» Excerpt provided
┏━━

Taxonomy-Free

If there’s a correct path through American Museum of Natural History, it’s totally elusive.

The mounted Tyrannosaurus rex on the fourth floor of the museum (known as AMNH 5027) is a composite of two different individual dinosaurs. The skull was discovered in 1908. Initially, both dinosaurs were to be mounted in a dramatic face-off. However, missing bones, in addition to structural challenges, prevented the scene from being realized. Sean C Suchara

Depending on the direction of your approach to the American Museum of Natural History (AMNH), your first glimpse of the four-block complex on the Upper West Side could involve one of a few different moments in time. If you walk east on 77th St, you’ll be able to peek through trees at an imposing Romanesque facade of pink granite that could easily be a New England liberal arts school. Arrive at the main entrance, on Central Park West, and you’ll be under the shadow of a neoclassical monument to Theodore Roosevelt.

If you arrive on the C train, you’ll be greeted on the platform by whimsical mosaics of lizards climbing and snakes hanging from indigo blue tiles and an arrow pointing toward the museum’s interior entrance. If you ignore them, you will emerge instead on West 81st at a quiet park with a dog run at the foot of a giant glass cube that houses the Rose Center for Earth and Space.

Walk west down 79th, and, as of the time of this writing, you’ll catch the very top of the dramatic slopes of the under-construction Richard Gilder Center for Science, Education, and Innovation.

Drawing of the interior of the Gilder Center.

The Studio Gang–designed Gilder Center, which opened in May (after the completion of this article), is the newest addition to the museum. Sean C Suchara

If there weren’t consistent signage or banners advertising the new(ish) Hall of Gems in the current westernmost wing of the museum, there would be almost no way of realizing that all of these discrete elements are part of the same structure. Ask people what they think of the museum, and they’ll invariably reach for an affective description rather than a physical one: memories of childhood visits, long conversations through meandering halls with past lovers, the theatrical impact of a single diorama, or an uncomfortable feeling about a problematic depiction. In everyone’s favorite indie film about divorce in Park Slope, The Squid and the Whale, the museum serves primarily as a coming-of-age symbol. In Night at the Museum, the interior is something entirely different than what it actually is, a fiction imagined on a soundstage in Los Angeles. There’s something about the place that resists taxonomizing.

It is not immediately apparent how a museum of natural history, ostensibly concerned with systematically cataloging the logic of the natural world, could be so illogical in its physical form. A brief look at the history of its development suggests that while cohesion might have been an early goal, it was quickly abandoned.

┗━━

» Data extract

┏━━

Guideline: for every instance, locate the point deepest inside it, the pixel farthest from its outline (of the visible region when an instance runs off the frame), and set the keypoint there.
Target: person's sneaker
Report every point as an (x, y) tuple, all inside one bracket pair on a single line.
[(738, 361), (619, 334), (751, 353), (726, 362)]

┗━━

» Direction
Answer these questions using the museum article:
1. In what year was the skull of the mounted Tyrannosaurus rex discovered?
2. What stone makes up the Romanesque facade visible from 77th St?
3. Which film about divorce in Park Slope uses the museum as a coming-of-age symbol?
The listing above is separate from the museum article and has no connection to it.

» The reply
1. 1908
2. Pink granite
3. The Squid and the Whale